**Problem description:**
Reproduce the entries between the lines holding "Target: hazy skyline" and "(7, 4), (0, 14)]", inclusive. Keep the request lines as they are, multiply every coordinate in the answer polygons by 1.8, round each to a whole number with halves going up, and give only those lines.

**Task material:**

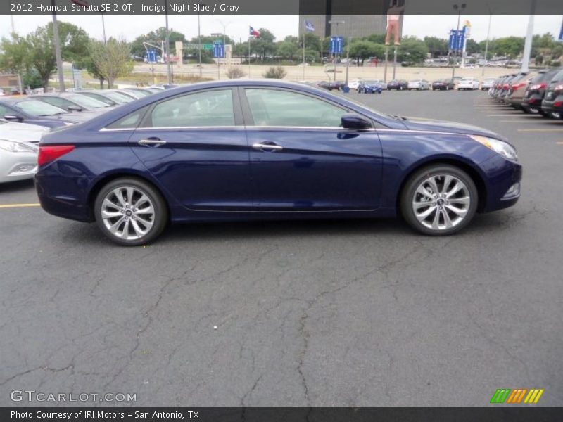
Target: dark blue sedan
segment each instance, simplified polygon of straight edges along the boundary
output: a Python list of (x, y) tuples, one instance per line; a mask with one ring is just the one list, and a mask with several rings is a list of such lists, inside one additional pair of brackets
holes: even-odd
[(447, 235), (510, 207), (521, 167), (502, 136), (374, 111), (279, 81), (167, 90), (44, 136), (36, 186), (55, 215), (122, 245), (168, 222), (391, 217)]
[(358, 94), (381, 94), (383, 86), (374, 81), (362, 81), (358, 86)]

* * *

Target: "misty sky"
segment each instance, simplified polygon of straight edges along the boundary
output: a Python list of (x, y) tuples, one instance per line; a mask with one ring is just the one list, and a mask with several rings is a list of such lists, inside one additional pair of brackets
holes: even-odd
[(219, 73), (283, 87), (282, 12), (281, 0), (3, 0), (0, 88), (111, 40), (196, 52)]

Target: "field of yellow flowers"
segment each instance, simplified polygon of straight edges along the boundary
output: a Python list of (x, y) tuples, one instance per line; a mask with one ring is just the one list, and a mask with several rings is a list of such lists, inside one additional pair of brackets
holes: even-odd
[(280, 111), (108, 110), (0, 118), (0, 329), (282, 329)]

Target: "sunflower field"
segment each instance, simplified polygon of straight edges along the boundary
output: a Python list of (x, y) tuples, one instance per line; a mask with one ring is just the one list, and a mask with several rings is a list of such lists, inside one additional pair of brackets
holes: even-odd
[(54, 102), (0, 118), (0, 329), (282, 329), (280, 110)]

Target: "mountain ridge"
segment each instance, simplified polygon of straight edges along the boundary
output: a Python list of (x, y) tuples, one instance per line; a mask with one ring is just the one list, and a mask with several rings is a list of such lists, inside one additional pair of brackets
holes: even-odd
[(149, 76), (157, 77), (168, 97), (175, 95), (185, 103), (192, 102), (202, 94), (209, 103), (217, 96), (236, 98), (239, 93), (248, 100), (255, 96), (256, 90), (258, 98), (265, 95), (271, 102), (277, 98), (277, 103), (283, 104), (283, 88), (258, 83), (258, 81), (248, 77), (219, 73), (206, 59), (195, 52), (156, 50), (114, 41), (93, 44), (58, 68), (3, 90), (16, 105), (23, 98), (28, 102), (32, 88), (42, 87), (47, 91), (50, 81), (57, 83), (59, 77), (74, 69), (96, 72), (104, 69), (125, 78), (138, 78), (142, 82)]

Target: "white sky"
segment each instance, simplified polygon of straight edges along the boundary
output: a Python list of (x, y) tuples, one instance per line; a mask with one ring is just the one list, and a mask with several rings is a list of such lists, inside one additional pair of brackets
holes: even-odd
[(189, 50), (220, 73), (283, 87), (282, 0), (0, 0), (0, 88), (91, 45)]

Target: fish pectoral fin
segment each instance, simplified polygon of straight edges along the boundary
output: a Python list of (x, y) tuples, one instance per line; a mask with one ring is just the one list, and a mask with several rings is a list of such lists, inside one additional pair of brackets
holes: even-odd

* * *

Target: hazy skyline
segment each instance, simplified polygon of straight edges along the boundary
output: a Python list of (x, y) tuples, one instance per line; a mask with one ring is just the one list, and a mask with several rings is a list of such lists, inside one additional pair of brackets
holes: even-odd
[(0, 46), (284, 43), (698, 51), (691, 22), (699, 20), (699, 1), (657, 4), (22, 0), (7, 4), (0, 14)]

**Complete answer:**
Target: hazy skyline
segment each instance, simplified polygon of straight edges along the boundary
output: a Python list of (x, y) tuples, one instance per line; a mask with one ring is just the one list, and a mask with several rings is a list of such lists, inside one additional pair of brackets
holes: even-odd
[(0, 83), (511, 77), (1256, 92), (1244, 40), (1258, 36), (1258, 2), (1183, 7), (40, 0), (13, 7), (0, 25)]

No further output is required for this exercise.